In a second exciting collaborative venture, I am also working with political scientist Amanda Klekowski von Koppenfels (University of Kent at Brussels) to analyze results from our nationally-representative pilot survey and follow-up interviews that we fielded in the summer of 2014, through which we are modeling the selectivity and characteristics of Americans who reveal some aspiration to  live abroad. This is one of the first studies to examine Americans’ “migration aspirations” from the point of origin, thereby complementing  the growing literature on Americans who have already moved abroad. Our first article, based on our survey data, is now available in the International Migration Review.  We are currently working on writing up results from the qualitative interviews, plus analyzing new results a follow-up survey we fielded in the summer of 2019, which allows us to explore how Americans’ aspirations to live abroad shifted (or not) in the wake of the 2016 U.S. Presidential election, dependent on their political ideology, strength of national attachment, and levels of civic and political engagement. (See a recent writeup in the Washington Post featuring some of our study’s findings here.) Now, we are in the midst of plans to field an expanded third wave of our survey in the fall of 2024, through the Cooperative Election Study (CES), with gracious support from Faculty Research Fund and MUSE fellowship funding here at Tufts.

Prior to coming to Tufts, I served as a Robert Wood Johnson Postdoctoral Scholar in Health Policy (UC-Berkeley and UCSF, 2008-10); a European Network on Inequality Research Fellow (Harvard University and University College Dublin, 2006); a National Science Foundation Graduate Research Fellow (Harvard University, 2002-04 and 2005-06); a Research Fellow with the Multidisciplinary Program in Inequality and Social Policy (Harvard University, 2001-04); and a Foreign Language and Area Studies Summer Fellow with the U.S. Department of Education (Brazil, 2002).  I received my M.A. and Ph.D. in Sociology and Social Policy from Harvard University, where I received four Certificates of Distinctions in Teaching, and my A.B. (summa cum laude) in Sociology and Latin American Studies from Princeton University, where I received a President’s Award for Academic Achievement in 1998.

.....

Pick up the academic profile on migration research and career history after its last sentence and continue it. The items come from a separate source and are not part of the profile.

→ Extracted information:
.....

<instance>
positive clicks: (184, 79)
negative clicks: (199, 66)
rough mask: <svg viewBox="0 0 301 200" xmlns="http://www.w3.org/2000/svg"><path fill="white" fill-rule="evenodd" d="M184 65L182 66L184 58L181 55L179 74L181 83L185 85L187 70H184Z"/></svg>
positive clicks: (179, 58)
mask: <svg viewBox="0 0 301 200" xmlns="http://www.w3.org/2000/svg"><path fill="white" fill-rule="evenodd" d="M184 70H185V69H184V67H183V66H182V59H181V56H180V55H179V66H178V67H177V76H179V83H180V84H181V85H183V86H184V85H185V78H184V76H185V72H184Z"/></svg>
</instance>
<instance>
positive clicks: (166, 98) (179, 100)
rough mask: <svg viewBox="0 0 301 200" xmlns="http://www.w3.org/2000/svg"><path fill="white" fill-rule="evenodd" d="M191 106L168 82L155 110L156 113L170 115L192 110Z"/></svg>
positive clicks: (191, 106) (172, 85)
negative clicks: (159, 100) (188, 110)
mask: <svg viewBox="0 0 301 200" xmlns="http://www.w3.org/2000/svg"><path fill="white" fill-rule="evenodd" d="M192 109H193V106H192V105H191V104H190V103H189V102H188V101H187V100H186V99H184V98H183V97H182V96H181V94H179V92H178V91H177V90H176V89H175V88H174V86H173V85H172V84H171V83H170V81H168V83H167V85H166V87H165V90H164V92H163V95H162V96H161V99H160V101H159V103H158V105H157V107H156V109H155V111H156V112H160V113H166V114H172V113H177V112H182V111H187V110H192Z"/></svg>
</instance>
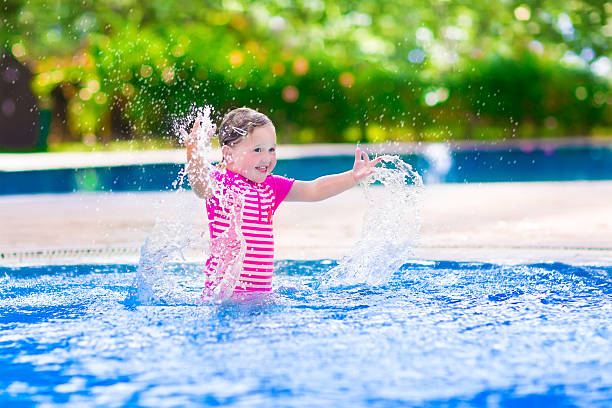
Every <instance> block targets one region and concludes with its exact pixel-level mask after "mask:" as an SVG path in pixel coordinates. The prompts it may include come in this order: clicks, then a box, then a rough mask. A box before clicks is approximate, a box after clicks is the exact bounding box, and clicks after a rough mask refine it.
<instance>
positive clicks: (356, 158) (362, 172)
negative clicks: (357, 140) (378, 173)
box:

.....

→ Your response:
Publicly, I have been interviewed and quoted in Aeon, The Atlantic, the New York Times, the New York Times Magazine, the Chicago Tribune, the Miami HeraldNational Public RadioHarvard Magazine, Tufts NowThe Society Pages, Vanity Fair, the Washington Post, and a video documentary on immigration on YouTube. I have also authored columns on the economic and fiscal impacts of unauthorized immigration in American communities in Contexts, the potential effects of repealing Obamacare in North Carolina in the Raleigh News and Observer, and the importance of immigration reform to Mexican American assimilation in the Los Angeles Times (with Tomás R. Jiménez) and the Raleigh News and Observer.  I am currently a member of the Scholars Strategy Network (Boston chapter) and a faculty affiliate of the Center for American Political Studies at Harvard University.  Previously at Tufts, I was designated one of the university’s Neubauer Faculty Fellows in 2011-12 and one of its Tisch Faculty Fellows in 2014-15. Feel free to browse my “Me in the News” page for details and links to ones that interest you.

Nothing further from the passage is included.